What is required>
Write out the records once more, exactly, and keep any image out.

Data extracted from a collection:
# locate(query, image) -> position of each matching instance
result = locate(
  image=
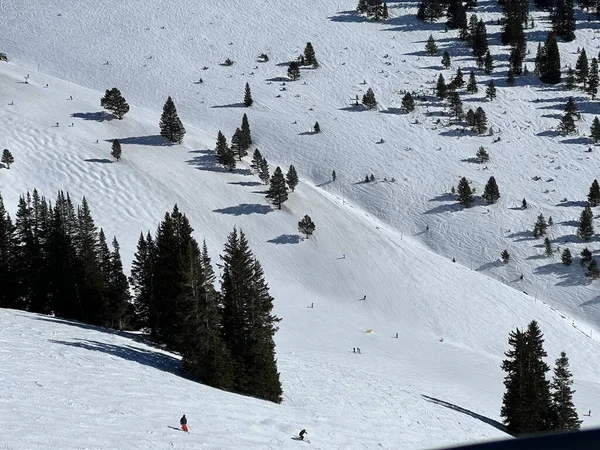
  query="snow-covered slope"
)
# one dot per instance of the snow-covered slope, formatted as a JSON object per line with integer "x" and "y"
{"x": 410, "y": 392}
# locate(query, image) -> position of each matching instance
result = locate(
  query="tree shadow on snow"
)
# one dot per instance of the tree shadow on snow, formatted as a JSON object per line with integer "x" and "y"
{"x": 468, "y": 412}
{"x": 157, "y": 360}
{"x": 244, "y": 209}
{"x": 286, "y": 239}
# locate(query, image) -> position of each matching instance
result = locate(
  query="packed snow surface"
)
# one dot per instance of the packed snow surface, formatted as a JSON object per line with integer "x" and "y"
{"x": 69, "y": 386}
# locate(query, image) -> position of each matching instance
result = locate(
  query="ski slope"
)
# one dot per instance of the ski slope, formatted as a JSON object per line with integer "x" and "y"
{"x": 71, "y": 386}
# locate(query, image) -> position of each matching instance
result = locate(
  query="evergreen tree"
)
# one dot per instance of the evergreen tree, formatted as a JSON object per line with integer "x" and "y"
{"x": 408, "y": 102}
{"x": 114, "y": 101}
{"x": 369, "y": 99}
{"x": 526, "y": 403}
{"x": 292, "y": 178}
{"x": 293, "y": 70}
{"x": 277, "y": 191}
{"x": 465, "y": 193}
{"x": 586, "y": 224}
{"x": 595, "y": 130}
{"x": 116, "y": 150}
{"x": 472, "y": 84}
{"x": 247, "y": 96}
{"x": 491, "y": 194}
{"x": 594, "y": 194}
{"x": 490, "y": 91}
{"x": 248, "y": 321}
{"x": 431, "y": 46}
{"x": 540, "y": 226}
{"x": 446, "y": 60}
{"x": 306, "y": 226}
{"x": 7, "y": 158}
{"x": 224, "y": 154}
{"x": 171, "y": 127}
{"x": 566, "y": 257}
{"x": 564, "y": 413}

Output below>
# locate(query, image) -> position of each matching instance
result = locate(
  image=
  query="snow-covered slope"
)
# one dot per instance of the snow-covered slope, formatted as a JSON object per line with integer "x" and "y"
{"x": 410, "y": 392}
# locate(query, image) -> position of each matching instance
result = locate(
  query="tree shadow on snow"
)
# one dot per instance of the tree shadow on snow, formatted as a JSON object per line with integer "x" and "y"
{"x": 468, "y": 412}
{"x": 157, "y": 360}
{"x": 244, "y": 209}
{"x": 286, "y": 239}
# locate(query, image) -> position of each matching instance
result = locate(
  query="packed snow surface"
)
# one dot per instance of the packed snow surface, formatted as a JSON object per line with integer "x" and "y"
{"x": 69, "y": 386}
# locate(query, image) -> position of each matching instance
result = locate(
  query="ski slope"
)
# one dot per instance of the ski slope, formatted as a JSON object per line with integer "x" and "y"
{"x": 71, "y": 386}
# locate(query, image) -> position of each matching instance
result = locate(
  query="evergreen tree"
)
# one dot per instance of the evergreen tree, formatted as a JSON object per line with integer "x" and "y"
{"x": 408, "y": 102}
{"x": 114, "y": 101}
{"x": 369, "y": 99}
{"x": 526, "y": 403}
{"x": 292, "y": 178}
{"x": 293, "y": 70}
{"x": 277, "y": 191}
{"x": 465, "y": 193}
{"x": 586, "y": 224}
{"x": 595, "y": 130}
{"x": 116, "y": 150}
{"x": 472, "y": 84}
{"x": 247, "y": 96}
{"x": 491, "y": 194}
{"x": 594, "y": 194}
{"x": 490, "y": 91}
{"x": 248, "y": 321}
{"x": 431, "y": 46}
{"x": 540, "y": 226}
{"x": 446, "y": 60}
{"x": 306, "y": 226}
{"x": 7, "y": 158}
{"x": 224, "y": 154}
{"x": 171, "y": 127}
{"x": 566, "y": 257}
{"x": 564, "y": 413}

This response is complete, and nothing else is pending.